-- READING TEXT --
+++
Visualization

Code
# code from prior sections
using CSV, DataFrames, PhyloNetworks, PhyloPlots, RCall, StatsBase, StatsModels
net = readTopology("data/polemonium_network_calibrated.phy");
for tip in net.node tip.name = replace(tip.name, r"_2$" => s""); end
traits = CSV.read("data/polemonium_traits_morph.csv", DataFrame)
subset!(traits, :morph => ByRow(in(tipLabels(net))))
dat = DataFrame(morph = String.(traits[:, :morph]),
                elevation = map( x -> (x .> 2.3 ? "hi" : "lo"), traits.elevation))
fit = fitdiscrete(net, :ERSM, dat.morph, select(dat, :elevation))
asr = ancestralStateReconstruction(fit)

Many visualizations are interesting, and they are essential for communication. We give here a few examples. For each example, we suggest that you go step by step and inspect each element in the code. The more the code makes sense, the more we can customize it later for our own needs on other data sets.
+++
-- STATED EXERCISE 1 --
From the visualization text, write out the passage starting at "Many visualizations are" and ending at "other data sets.".

Dataset rows showing where objects appear
+++
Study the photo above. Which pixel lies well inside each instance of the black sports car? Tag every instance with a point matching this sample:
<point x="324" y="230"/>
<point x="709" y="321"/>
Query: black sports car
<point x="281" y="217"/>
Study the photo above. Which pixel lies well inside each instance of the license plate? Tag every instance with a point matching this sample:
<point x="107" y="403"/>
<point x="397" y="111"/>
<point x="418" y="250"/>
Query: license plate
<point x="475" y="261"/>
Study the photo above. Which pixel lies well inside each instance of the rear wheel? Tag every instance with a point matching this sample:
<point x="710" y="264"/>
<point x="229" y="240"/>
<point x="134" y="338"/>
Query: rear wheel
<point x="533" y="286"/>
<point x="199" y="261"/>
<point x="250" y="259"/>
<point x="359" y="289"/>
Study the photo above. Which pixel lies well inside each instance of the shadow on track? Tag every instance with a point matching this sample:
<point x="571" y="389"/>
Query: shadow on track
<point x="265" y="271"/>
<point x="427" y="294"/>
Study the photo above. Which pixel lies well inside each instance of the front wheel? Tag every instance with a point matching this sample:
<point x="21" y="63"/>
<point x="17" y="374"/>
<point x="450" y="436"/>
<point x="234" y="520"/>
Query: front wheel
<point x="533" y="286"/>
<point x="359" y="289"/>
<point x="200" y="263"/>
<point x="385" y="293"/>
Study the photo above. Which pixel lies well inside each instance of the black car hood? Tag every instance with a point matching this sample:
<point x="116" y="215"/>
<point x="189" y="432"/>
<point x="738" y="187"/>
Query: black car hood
+++
-- STATED EXERCISE 2 --
In all of the records, change "Query" to "Target" wherever it appears, leaving everything else as it stands.

-- FINISHED ANSWER 1 --
Many visualizations are interesting, and they are essential for communication. We give here a few examples. For each example, we suggest that you go step by step and inspect each element in the code. The more the code makes sense, the more we can customize it later for our own needs on other data sets.

-- FINISHED ANSWER 2 --
Study the photo above. Which pixel lies well inside each instance of the black sports car? Tag every instance with a point matching this sample:
<point x="324" y="230"/>
<point x="709" y="321"/>
Target: black sports car
<point x="281" y="217"/>
Study the photo above. Which pixel lies well inside each instance of the license plate? Tag every instance with a point matching this sample:
<point x="107" y="403"/>
<point x="397" y="111"/>
<point x="418" y="250"/>
Target: license plate
<point x="475" y="261"/>
Study the photo above. Which pixel lies well inside each instance of the rear wheel? Tag every instance with a point matching this sample:
<point x="710" y="264"/>
<point x="229" y="240"/>
<point x="134" y="338"/>
Target: rear wheel
<point x="533" y="286"/>
<point x="199" y="261"/>
<point x="250" y="259"/>
<point x="359" y="289"/>
Study the photo above. Which pixel lies well inside each instance of the shadow on track? Tag every instance with a point matching this sample:
<point x="571" y="389"/>
Target: shadow on track
<point x="265" y="271"/>
<point x="427" y="294"/>
Study the photo above. Which pixel lies well inside each instance of the front wheel? Tag every instance with a point matching this sample:
<point x="21" y="63"/>
<point x="17" y="374"/>
<point x="450" y="436"/>
<point x="234" y="520"/>
Target: front wheel
<point x="533" y="286"/>
<point x="359" y="289"/>
<point x="200" y="263"/>
<point x="385" y="293"/>
Study the photo above. Which pixel lies well inside each instance of the black car hood? Tag every instance with a point matching this sample:
<point x="116" y="215"/>
<point x="189" y="432"/>
<point x="738" y="187"/>
Target: black car hood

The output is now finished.